• [EXTRAIT DU TEXTE]:
+-------+

Dossier Média TV

Si les régies télé et les acheteurs jonglent depuis un certain temps avec les données pour optimiser les campagnes, l’arrivée de la publicité segmentée opère une petite révolution dans l’achat média en télévision. Désormais, les campagnes pourront être construites sur les données réelles des téléspectateurs et non plus sur des études statistiques.

La data est-elle le nouvel eldorado de l’achat média ? L’utilisation de grandes quantités de données (ou big data) n’est pas nouveau en télévision. Depuis des années, les régies publicitaires proposent des cibles « améliorées » par la data. « La data est au cœur des enjeux de l’achat en télévision depuis une dizaine d’années », rappelle Corinne Abitbol, marketing science managing director à Omnicom Media Group. Ainsi en 2015, TF1 Pub proposait l'offre One data, qui mesurait les effets de chaque spot sur le trafic des sites internet ou sur la fréquentation physique en magasin. Une solution qui permettait notamment de programmer une campagne à un coût GRP data garanti. Plus récemment, M6 s’est allié avec RelevanC (filiale data du groupe Casino, qui dispose de données sur 33 millions de consommateurs français), permettant aux annonceurs d’adresser en télévision les cibles data acheteurs.

Données déterministes

Toutefois, avec l’autorisation de la publicité segmentée depuis août 2020, l’achat média en télévision entre de plain-pied dans l’ère de la data. La possibilité de remplacer un spot par un autre de façon totalement invisible pour le téléspectateur repose sur une petite révolution. Avec l’arrivée de la publicité segmentée, la data permet de cibler très précisément la population visée en tenant compte des caractéristiques réelles du foyer fournies par les télé-opérateurs, et non plus sur la base d’études statistiques basées sur des probabilités. Exit les données probabilistes, place aux données déterministes, clament les spécialistes. « La publicité segmentée a été un véritable coup d’accélérateur à l’utilisation de la data dans l’achat en télévision, reconnaît Thomas Luisetti, directeur de la stratégie numérique et de l’innovation de FranceTV Publicité. La télévision segmentée permet l’adressage exclusif d’une population. Et le fait de pouvoir adresser exclusivement une population permet d’avoir un ticket d’entrée bien moins élevé pour les annonceurs. »

+-------+

• [DONNÉES FOURNIES]:
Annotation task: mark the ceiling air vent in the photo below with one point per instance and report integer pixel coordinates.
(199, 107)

+-------+

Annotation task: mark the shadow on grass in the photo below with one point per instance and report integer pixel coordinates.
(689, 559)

+-------+

• [CONSIGNE]: Recopiez intégralement l'extrait sur la publicité segmentée à la télévision, sans en modifier un seul mot.

• [RÉPONSE COMPLÈTE]:
Dossier Média TV

Si les régies télé et les acheteurs jonglent depuis un certain temps avec les données pour optimiser les campagnes, l’arrivée de la publicité segmentée opère une petite révolution dans l’achat média en télévision. Désormais, les campagnes pourront être construites sur les données réelles des téléspectateurs et non plus sur des études statistiques.

La data est-elle le nouvel eldorado de l’achat média ? L’utilisation de grandes quantités de données (ou big data) n’est pas nouveau en télévision. Depuis des années, les régies publicitaires proposent des cibles « améliorées » par la data. « La data est au cœur des enjeux de l’achat en télévision depuis une dizaine d’années », rappelle Corinne Abitbol, marketing science managing director à Omnicom Media Group. Ainsi en 2015, TF1 Pub proposait l'offre One data, qui mesurait les effets de chaque spot sur le trafic des sites internet ou sur la fréquentation physique en magasin. Une solution qui permettait notamment de programmer une campagne à un coût GRP data garanti. Plus récemment, M6 s’est allié avec RelevanC (filiale data du groupe Casino, qui dispose de données sur 33 millions de consommateurs français), permettant aux annonceurs d’adresser en télévision les cibles data acheteurs.

Données déterministes

Toutefois, avec l’autorisation de la publicité segmentée depuis août 2020, l’achat média en télévision entre de plain-pied dans l’ère de la data. La possibilité de remplacer un spot par un autre de façon totalement invisible pour le téléspectateur repose sur une petite révolution. Avec l’arrivée de la publicité segmentée, la data permet de cibler très précisément la population visée en tenant compte des caractéristiques réelles du foyer fournies par les télé-opérateurs, et non plus sur la base d’études statistiques basées sur des probabilités. Exit les données probabilistes, place aux données déterministes, clament les spécialistes. « La publicité segmentée a été un véritable coup d’accélérateur à l’utilisation de la data dans l’achat en télévision, reconnaît Thomas Luisetti, directeur de la stratégie numérique et de l’innovation de FranceTV Publicité. La télévision segmentée permet l’adressage exclusif d’une population. Et le fait de pouvoir adresser exclusivement une population permet d’avoir un ticket d’entrée bien moins élevé pour les annonceurs. »